Porque vivem em constante stress. Uma grande parte dos estudantes deslocados enfrenta uma situação residencial difícil, sobretudo nas grandes cidades, onde as rendas são proibitivas e as condições das casas precárias. Enquanto docente do ensino superior, oiço frequentemente queixas de alunos, algumas muito sérias, que envolvem “bullying psicológico” por parte dos senhorios. Estes, frequentemente ameaçam subir a renda ou, alternativamente, colocar mais um estudante no quarto.
Para além do alojamento, existe o stress inerente à atividade estudantil. Os estudantes vivem num estado de comparação permanente, medindo constantemente as suas falhas e sucessos em relação aos outros. Para muitos estudantes, a perceção do sucesso individual é distorcida pela perceção do sucesso dos outros, e a felicidade é sempre relativa. Para entender melhor o que isso significa, imagine, por exemplo, que o seu patrão lhe dá um bónus de produtividade. Fica feliz, certo? Por um lado, sentirá reconhecimento pelo seu trabalho. Por outro, começará a pensar no que fazer com o dinheiro extra e essa antecipação dar-lhe-á uma sensação de bem-estar. Imagine, agora, que ao falar com o seu colega de trabalho, se apercebe que o bónus que recebeu foi inferior. O que sente? Provavelmente, frustração, irritação e sensação de injustiça. Este “carrossel emocional” é desgastante e é preciso encontrar ferramentas emocionais para “o apanhar” sem sequelas.
É verdade que a comparação com os outros não é apenas característica do ensino universitário. Por exemplo, no último ano do ensino secundário, a comparação é muito evidente, já que todos os estudantes se reduzem a um número - a média, que servirá para ditar a entrada no ensino superior. Há, no entanto, uma diferença. No ensino secundário, os estudantes lutam pela admissão num curso superior. Existe alguma incerteza sobre a admissão em determinado curso, mas esta incerteza é em grande medida controlada pelo esforço do estudante. No ensino superior, também se luta por uma média, a média de final de curso, e luta-se por um lugar no mercado de trabalho. No entanto, a incerteza sobre o futuro é muito maior. Os estudantes sentem ter pouco controlo porque existe uma aleatoriedade cada vez maior no que respeita à relação entre saídas profissionais e o esforço investido em conhecimento formal. A sensação de perda de controlo sobre o futuro causa stress e ansiedade e consequentemente desmotivação e fraco desempenho académico.
• • • •
Atividade ▸ Transcreva na íntegra o texto sobre o stress dos estudantes do ensino superior.

Itens apresentados ▸
• • • •
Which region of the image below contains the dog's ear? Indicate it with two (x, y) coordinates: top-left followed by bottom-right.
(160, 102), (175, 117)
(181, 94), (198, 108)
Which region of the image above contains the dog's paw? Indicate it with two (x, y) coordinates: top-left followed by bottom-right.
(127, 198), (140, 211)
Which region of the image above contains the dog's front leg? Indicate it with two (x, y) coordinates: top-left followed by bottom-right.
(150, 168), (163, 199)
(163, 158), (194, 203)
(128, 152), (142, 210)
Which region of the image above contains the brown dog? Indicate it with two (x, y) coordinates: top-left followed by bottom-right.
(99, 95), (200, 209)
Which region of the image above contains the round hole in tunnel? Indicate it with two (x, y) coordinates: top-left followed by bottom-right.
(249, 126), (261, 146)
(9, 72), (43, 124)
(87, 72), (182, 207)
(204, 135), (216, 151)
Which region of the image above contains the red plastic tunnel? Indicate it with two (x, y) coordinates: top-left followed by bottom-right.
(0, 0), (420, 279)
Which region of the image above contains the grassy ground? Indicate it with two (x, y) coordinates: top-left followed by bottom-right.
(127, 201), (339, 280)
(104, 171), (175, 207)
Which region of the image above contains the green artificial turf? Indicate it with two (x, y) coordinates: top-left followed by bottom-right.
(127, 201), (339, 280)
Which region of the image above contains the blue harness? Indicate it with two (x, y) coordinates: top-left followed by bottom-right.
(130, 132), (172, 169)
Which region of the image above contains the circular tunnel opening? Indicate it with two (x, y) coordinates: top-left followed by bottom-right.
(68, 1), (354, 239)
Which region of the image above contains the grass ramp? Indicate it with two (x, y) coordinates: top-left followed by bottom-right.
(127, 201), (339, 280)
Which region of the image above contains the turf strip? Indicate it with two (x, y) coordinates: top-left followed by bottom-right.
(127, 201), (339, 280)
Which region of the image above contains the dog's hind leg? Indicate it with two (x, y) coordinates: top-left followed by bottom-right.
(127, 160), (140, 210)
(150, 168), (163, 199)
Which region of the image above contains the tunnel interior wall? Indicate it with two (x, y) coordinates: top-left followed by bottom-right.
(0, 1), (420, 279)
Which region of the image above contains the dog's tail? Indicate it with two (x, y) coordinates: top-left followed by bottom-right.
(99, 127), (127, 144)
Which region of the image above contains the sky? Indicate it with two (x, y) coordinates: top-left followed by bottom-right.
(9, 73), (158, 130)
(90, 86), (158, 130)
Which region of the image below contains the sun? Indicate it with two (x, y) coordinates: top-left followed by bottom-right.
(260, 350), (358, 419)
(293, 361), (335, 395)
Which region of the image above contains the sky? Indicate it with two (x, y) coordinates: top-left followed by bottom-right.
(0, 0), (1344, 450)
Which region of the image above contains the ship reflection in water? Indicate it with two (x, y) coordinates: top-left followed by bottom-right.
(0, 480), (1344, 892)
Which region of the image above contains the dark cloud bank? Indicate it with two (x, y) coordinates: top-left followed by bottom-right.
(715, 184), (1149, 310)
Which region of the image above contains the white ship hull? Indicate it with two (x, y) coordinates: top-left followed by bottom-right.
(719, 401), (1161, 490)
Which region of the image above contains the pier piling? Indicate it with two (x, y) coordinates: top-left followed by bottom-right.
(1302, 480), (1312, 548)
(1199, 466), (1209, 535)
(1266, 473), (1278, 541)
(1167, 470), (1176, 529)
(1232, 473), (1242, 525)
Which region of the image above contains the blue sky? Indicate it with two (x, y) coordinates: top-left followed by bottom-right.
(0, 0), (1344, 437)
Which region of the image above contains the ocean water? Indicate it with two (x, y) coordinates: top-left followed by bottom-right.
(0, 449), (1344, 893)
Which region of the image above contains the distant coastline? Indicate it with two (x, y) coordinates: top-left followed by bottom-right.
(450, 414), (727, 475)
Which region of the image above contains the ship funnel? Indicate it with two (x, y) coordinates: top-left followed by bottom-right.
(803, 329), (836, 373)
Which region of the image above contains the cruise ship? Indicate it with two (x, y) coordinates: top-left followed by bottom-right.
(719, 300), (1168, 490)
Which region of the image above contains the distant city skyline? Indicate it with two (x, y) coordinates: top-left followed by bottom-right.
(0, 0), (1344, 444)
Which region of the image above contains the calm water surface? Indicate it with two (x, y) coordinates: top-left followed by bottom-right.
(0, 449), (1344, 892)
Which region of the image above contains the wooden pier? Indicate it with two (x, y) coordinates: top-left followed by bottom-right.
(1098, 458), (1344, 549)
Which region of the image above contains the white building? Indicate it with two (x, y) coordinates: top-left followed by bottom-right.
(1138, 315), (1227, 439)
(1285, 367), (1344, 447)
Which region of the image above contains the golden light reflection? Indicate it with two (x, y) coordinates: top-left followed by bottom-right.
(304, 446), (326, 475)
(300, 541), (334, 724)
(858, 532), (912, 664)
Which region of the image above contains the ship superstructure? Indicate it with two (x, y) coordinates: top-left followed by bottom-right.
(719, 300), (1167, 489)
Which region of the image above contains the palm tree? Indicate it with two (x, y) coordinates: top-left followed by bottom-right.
• • • •
Resposta ▸
Porque vivem em constante stress. Uma grande parte dos estudantes deslocados enfrenta uma situação residencial difícil, sobretudo nas grandes cidades, onde as rendas são proibitivas e as condições das casas precárias. Enquanto docente do ensino superior, oiço frequentemente queixas de alunos, algumas muito sérias, que envolvem “bullying psicológico” por parte dos senhorios. Estes, frequentemente ameaçam subir a renda ou, alternativamente, colocar mais um estudante no quarto.
Para além do alojamento, existe o stress inerente à atividade estudantil. Os estudantes vivem num estado de comparação permanente, medindo constantemente as suas falhas e sucessos em relação aos outros. Para muitos estudantes, a perceção do sucesso individual é distorcida pela perceção do sucesso dos outros, e a felicidade é sempre relativa. Para entender melhor o que isso significa, imagine, por exemplo, que o seu patrão lhe dá um bónus de produtividade. Fica feliz, certo? Por um lado, sentirá reconhecimento pelo seu trabalho. Por outro, começará a pensar no que fazer com o dinheiro extra e essa antecipação dar-lhe-á uma sensação de bem-estar. Imagine, agora, que ao falar com o seu colega de trabalho, se apercebe que o bónus que recebeu foi inferior. O que sente? Provavelmente, frustração, irritação e sensação de injustiça. Este “carrossel emocional” é desgastante e é preciso encontrar ferramentas emocionais para “o apanhar” sem sequelas.
É verdade que a comparação com os outros não é apenas característica do ensino universitário. Por exemplo, no último ano do ensino secundário, a comparação é muito evidente, já que todos os estudantes se reduzem a um número - a média, que servirá para ditar a entrada no ensino superior. Há, no entanto, uma diferença. No ensino secundário, os estudantes lutam pela admissão num curso superior. Existe alguma incerteza sobre a admissão em determinado curso, mas esta incerteza é em grande medida controlada pelo esforço do estudante. No ensino superior, também se luta por uma média, a média de final de curso, e luta-se por um lugar no mercado de trabalho. No entanto, a incerteza sobre o futuro é muito maior. Os estudantes sentem ter pouco controlo porque existe uma aleatoriedade cada vez maior no que respeita à relação entre saídas profissionais e o esforço investido em conhecimento formal. A sensação de perda de controlo sobre o futuro causa stress e ansiedade e consequentemente desmotivação e fraco desempenho académico.